Post-folkie Jersey girl Sharon Van Etten used to be too shy to even play in public. After vagabonding around Tennessee and NYC, she and her slurred, vulnerable voice finally broke through on 2012’s indie-star-studded Tramp (Jagjaguwar), cracking the Billboard Top 75 and basking in the largess of the New York Times Sunday magazine. Back in confessional mode with new album Are We There (Jagjaguwar), she’ll be stroking those magic chords at Privatclub on June 2.

You must have been happy with the way people responded to Tramp.

Yeah, I mean, it was like mixed emotions, as it was a very cathartic record, and it was the first time I had worked with the band that intensely. This one is very different, so we’ll see. 

You go full-blown romantic with the artwork on the new album.

I was using this photograph that I found in my apartment that my friend had given me a long time ago from a book in a library because she thought the person in the photograph looked like me. And it was this woman looking in the mirror with, like, a pile of reels and I never thought about who it was. I hung it on my wall for all those years, and the heat in my apartment made the photo disintegrate throughout time. So, I had a friend of mine who was helping me with the artwork scan it to preserve it. This was, like, 10 years ago. And he looked at the photograph and he knew the woman in the photograph: it was the film director Agnes Varda, and it ended up tying into the artwork for the new record. 

“Sharon from 5 to 7.”

It ended up being such a beautiful image because the girl who gave me the photograph is the girl on the cover. A whole separate thing is when I asked my friend to do the video. And the first treatment they gave me without knowing anything about the artwork: they wanted to base the video on Agnes Varda’s Cleo from 5 to 7. So it was a complete parallel, it was like the universe was giving me a wink or something, you know, like you’re on the right path. 

Your approach is closer to new wave film than new wave music, referencing the confessional over the arch.

Stated problem 1:
Condense the interview paragraph beginning "Post-folkie Jersey girl" into a short bulleted list that keeps its main facts.

Region labeling records
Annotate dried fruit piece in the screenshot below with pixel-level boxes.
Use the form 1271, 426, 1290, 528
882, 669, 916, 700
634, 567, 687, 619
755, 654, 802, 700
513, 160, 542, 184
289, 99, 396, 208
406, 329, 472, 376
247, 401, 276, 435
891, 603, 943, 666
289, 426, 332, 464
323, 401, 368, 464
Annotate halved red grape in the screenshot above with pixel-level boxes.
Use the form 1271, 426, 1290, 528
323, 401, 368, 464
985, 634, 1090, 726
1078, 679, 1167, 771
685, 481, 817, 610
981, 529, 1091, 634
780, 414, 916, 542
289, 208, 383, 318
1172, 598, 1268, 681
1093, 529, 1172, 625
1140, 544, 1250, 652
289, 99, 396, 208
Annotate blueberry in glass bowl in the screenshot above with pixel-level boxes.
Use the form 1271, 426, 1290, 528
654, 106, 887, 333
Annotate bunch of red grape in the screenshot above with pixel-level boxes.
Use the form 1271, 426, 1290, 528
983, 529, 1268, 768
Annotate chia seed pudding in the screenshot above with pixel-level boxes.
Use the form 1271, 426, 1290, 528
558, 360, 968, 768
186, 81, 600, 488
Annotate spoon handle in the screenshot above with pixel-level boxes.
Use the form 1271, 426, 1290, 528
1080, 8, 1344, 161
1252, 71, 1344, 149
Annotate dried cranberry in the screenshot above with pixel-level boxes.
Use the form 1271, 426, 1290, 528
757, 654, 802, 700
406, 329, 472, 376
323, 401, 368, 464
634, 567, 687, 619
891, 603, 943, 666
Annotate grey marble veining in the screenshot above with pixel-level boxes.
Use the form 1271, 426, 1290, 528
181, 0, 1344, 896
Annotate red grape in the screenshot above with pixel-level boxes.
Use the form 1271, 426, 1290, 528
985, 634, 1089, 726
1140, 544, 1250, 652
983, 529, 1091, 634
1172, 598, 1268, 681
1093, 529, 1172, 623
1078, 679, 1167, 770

Stated problem 2:
Convert the rows, starting at the line that contains "Annotate halved red" and ending at the last line of the rows, into a Markdown table with the columns No. and Line, numbering each line in order.

Output 1:
- Sharon Van Etten, a post-folkie from New Jersey, was once too shy to play in public.
- After moving around Tennessee and NYC, she broke through with the 2012 album Tramp (Jagjaguwar). It reached the Billboard Top 75 and drew attention from the New York Times Sunday magazine.
- Her new album, Are We There (Jagjaguwar), returns to a confessional mode.
- She performs at Privatclub on June 2.

Output 2:
| No. | Line |
|---|---|
| 1 | Annotate halved red grape in the screenshot above with pixel-level boxes. |
| 2 | Use the form 1271, 426, 1290, 528 |
| 3 | 323, 401, 368, 464 |
| 4 | 985, 634, 1090, 726 |
| 5 | 1078, 679, 1167, 771 |
| 6 | 685, 481, 817, 610 |
| 7 | 981, 529, 1091, 634 |
| 8 | 780, 414, 916, 542 |
| 9 | 289, 208, 383, 318 |
| 10 | 1172, 598, 1268, 681 |
| 11 | 1093, 529, 1172, 625 |
| 12 | 1140, 544, 1250, 652 |
| 13 | 289, 99, 396, 208 |
| 14 | Annotate blueberry in glass bowl in the screenshot above with pixel-level boxes. |
| 15 | Use the form 1271, 426, 1290, 528 |
| 16 | 654, 106, 887, 333 |
| 17 | Annotate bunch of red grape in the screenshot above with pixel-level boxes. |
| 18 | Use the form 1271, 426, 1290, 528 |
| 19 | 983, 529, 1268, 768 |
| 20 | Annotate chia seed pudding in the screenshot above with pixel-level boxes. |
| 21 | Use the form 1271, 426, 1290, 528 |
| 22 | 558, 360, 968, 768 |
| 23 | 186, 81, 600, 488 |
| 24 | Annotate spoon handle in the screenshot above with pixel-level boxes. |
| 25 | Use the form 1271, 426, 1290, 528 |
| 26 | 1080, 8, 1344, 161 |
| 27 | 1252, 71, 1344, 149 |
| 28 | Annotate dried cranberry in the screenshot above with pixel-level boxes. |
| 29 | Use the form 1271, 426, 1290, 528 |
| 30 | 757, 654, 802, 700 |
| 31 | 406, 329, 472, 376 |
| 32 | 323, 401, 368, 464 |
| 33 | 634, 567, 687, 619 |
| 34 | 891, 603, 943, 666 |
| 35 | Annotate grey marble veining in the screenshot above with pixel-level boxes. |
| 36 | Use the form 1271, 426, 1290, 528 |
| 37 | 181, 0, 1344, 896 |
| 38 | Annotate red grape in the screenshot above with pixel-level boxes. |
| 39 | Use the form 1271, 426, 1290, 528 |
| 40 | 985, 634, 1089, 726 |
| 41 | 1140, 544, 1250, 652 |
| 42 | 983, 529, 1091, 634 |
| 43 | 1172, 598, 1268, 681 |
| 44 | 1093, 529, 1172, 623 |
| 45 | 1078, 679, 1167, 770 |